▸ Action item:
Every line below needs to be reproduced exactly.

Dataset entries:
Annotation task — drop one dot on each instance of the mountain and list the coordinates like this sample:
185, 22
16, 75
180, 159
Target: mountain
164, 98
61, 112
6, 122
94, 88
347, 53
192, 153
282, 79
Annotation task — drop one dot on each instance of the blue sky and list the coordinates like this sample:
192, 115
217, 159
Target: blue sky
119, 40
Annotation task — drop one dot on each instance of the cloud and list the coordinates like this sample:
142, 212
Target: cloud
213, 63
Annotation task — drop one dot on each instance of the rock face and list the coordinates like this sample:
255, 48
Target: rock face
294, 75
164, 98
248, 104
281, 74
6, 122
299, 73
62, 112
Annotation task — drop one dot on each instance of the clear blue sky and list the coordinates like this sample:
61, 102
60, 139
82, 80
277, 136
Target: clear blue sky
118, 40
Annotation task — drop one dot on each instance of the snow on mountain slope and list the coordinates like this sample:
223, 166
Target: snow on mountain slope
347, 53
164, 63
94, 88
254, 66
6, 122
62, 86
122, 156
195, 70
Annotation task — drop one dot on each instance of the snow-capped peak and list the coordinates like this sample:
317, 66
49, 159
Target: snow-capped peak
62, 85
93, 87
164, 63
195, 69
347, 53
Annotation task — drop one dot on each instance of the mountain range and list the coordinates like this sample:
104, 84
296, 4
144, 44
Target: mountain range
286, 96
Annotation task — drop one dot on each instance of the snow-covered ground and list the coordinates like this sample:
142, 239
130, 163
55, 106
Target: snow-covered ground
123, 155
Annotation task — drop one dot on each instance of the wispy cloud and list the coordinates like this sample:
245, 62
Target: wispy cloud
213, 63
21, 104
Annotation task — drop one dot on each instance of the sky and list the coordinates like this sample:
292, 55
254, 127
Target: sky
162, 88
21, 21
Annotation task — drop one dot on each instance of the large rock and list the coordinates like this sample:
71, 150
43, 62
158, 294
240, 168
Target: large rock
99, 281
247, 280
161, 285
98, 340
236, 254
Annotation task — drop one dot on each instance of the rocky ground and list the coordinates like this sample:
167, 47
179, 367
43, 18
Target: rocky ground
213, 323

▸ Response to the exercise:
Annotation task — drop one dot on each instance of the mountain and list the coordinates like this sample:
185, 22
16, 75
180, 159
Target: mountain
164, 98
61, 112
6, 122
94, 88
347, 53
192, 153
282, 79
Annotation task — drop one dot on each instance of the blue sky and list the coordinates like this sample:
192, 115
217, 159
Target: blue sky
119, 40
Annotation task — drop one dot on each instance of the cloud and list the coordinates like this sample:
142, 212
Target: cloud
213, 63
Annotation task — drop one dot on each instance of the rock face and list the coordinates like this sample:
255, 48
Target: rock face
294, 75
164, 98
248, 104
281, 74
6, 122
299, 73
62, 112
Annotation task — drop one dot on each instance of the clear blue sky and list the coordinates like this sample:
61, 102
60, 139
82, 80
277, 136
Target: clear blue sky
118, 40
Annotation task — drop one dot on each instance of the snow on mountain slope and list the coordinates like this sample:
223, 166
Target: snow on mountain slope
347, 53
164, 63
94, 88
254, 66
6, 122
62, 86
122, 156
195, 70
Annotation task — drop one dot on each instance of the snow-capped peak and list the coordinates like this sample:
317, 66
49, 159
Target: snow-capped peak
62, 85
93, 87
164, 63
195, 69
347, 53
Annotation task — drop one dot on each instance of the mountain range and list the coordinates like this sample:
104, 84
296, 4
144, 44
Target: mountain range
286, 96
Annotation task — drop one dot on each instance of the snow-covered ground and list the coordinates like this sample:
142, 239
130, 163
55, 106
Target: snow-covered ground
123, 155
Annotation task — drop one dot on each instance of the wispy cloud and list the coordinates like this sample:
245, 62
Target: wispy cloud
213, 63
21, 104
Annotation task — drop one dot on each instance of the sky and list the coordinates like this sample:
292, 55
254, 127
Target: sky
162, 88
21, 21
Annotation task — drop one dot on each instance of the large rock and list the coordinates like this sample:
71, 150
43, 62
158, 294
240, 168
Target: large rock
99, 281
247, 280
161, 285
98, 340
236, 254
Annotation task — drop one dot on each instance of the rocky ground and list the coordinates like this sample:
167, 47
179, 367
43, 18
Target: rocky ground
213, 323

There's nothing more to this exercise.